§ SHORT PROBLEM A
In the Lyft thread, change "streak" to "bonus" and write out everything from "## Null (Oct" down to "makes no sense." with that swap made.

§ DOCUMENT EXTRACT
************
Take this as a sign from the gig app gods. They're trying to tell you something.


----------



## NewLyftDriver (Sep 10, 2021)

Is that like a sausage? You and your big vocabulary.


----------



## The Gift of Fish (Mar 17, 2017)

NewLyftDriver said:


> Is that like a sausage? You and your big vocabulary.


I modified my post for the lexicographically challenged.


----------



## NewLyftDriver (Sep 10, 2021)

What are you trying to say, that I'm stupid or something?


----------



## Null (Oct 6, 2015)

Lyft has been complete and utter garbage since they went public. They try to play themselves off as a driver/passenger advocate company, but are now worse in almost all ways compared to Uber.

I was on a $20 streak and had a pax no-show. They not only didn't pay cancel fee but broke the streak. Support REFUSED to pay the cancel or the streak, saying that I was too far from the pickup location. This was a mall-like business complex that has a dedicated pickup/drop off zone; that's where I was. 

Stupid ass support people simply did not care - it seems like Lyft defers to their automated systems 100% now and refuse to override it, even when it makes no sense.

Lyft pays less for cancels, even for legitimate no shows. Lyft has its awful ride switching policy. Their support is powerless and useless. Most often they pay less than Uber. Lyft is just complete dog shit. Uber is dog-shit lite, but it doesn't ALWAYS smell at least.


----------



## NewLyftDriver (Sep 10, 2021)

I wonder why there is a separate free-cancel timer once the ride starts. Who thought of that and for what purpose?

All it does is open up a loophole for pax to be able to cancel for free if they forget to cancel within 2 minutes of driver assignment: simply wait for the driver to show up, have the driver start the ride, then immediately cancel.

Just Lyft being Lyft.


----------



## Jimmy44 (Jan 12, 2020)

NewLyftDriver said:


> I drive to the pickup location, pick up the pax, drive two blocks towards the destination, then the pax says she just got a text from her boss saying she doesn't need to come into work today, and wants to go back home.
> 
> I take her back to her house, and before I get a chance to swipe drop off, she already cancels it from her app.
> 
> ...


Rideshare 2021 the wild wild west


----------



## Amos69 (May 17, 2019)
************
§ DATA TO USE
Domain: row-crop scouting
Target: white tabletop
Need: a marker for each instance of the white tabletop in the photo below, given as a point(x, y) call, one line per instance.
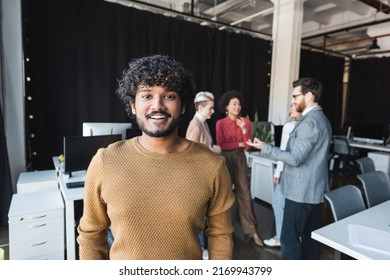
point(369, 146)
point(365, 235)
************
§ SHORT PROBLEM B
Arrange the labeling rows above as a two-column CSV with the columns request and answer, one line for each row, giving its request text and its answer, each in one quoted field with line breaks turned into spaces. Leave the pictures out of the answer.

§ WRITTEN REPLY A
## Null (Oct 6, 2015)

Lyft has been complete and utter garbage since they went public. They try to play themselves off as a driver/passenger advocate company, but are now worse in almost all ways compared to Uber.

I was on a $20 bonus and had a pax no-show. They not only didn't pay cancel fee but broke the bonus. Support REFUSED to pay the cancel or the bonus, saying that I was too far from the pickup location. This was a mall-like business complex that has a dedicated pickup/drop off zone; that's where I was. 

Stupid ass support people simply did not care - it seems like Lyft defers to their automated systems 100% now and refuse to override it, even when it makes no sense.

§ WRITTEN REPLY B
request,answer
"Domain: row-crop scouting Target: white tabletop Need: a marker for each instance of the white tabletop in the photo below, given as a point(x, y) call, one line per instance.","point(369, 146) point(365, 235)"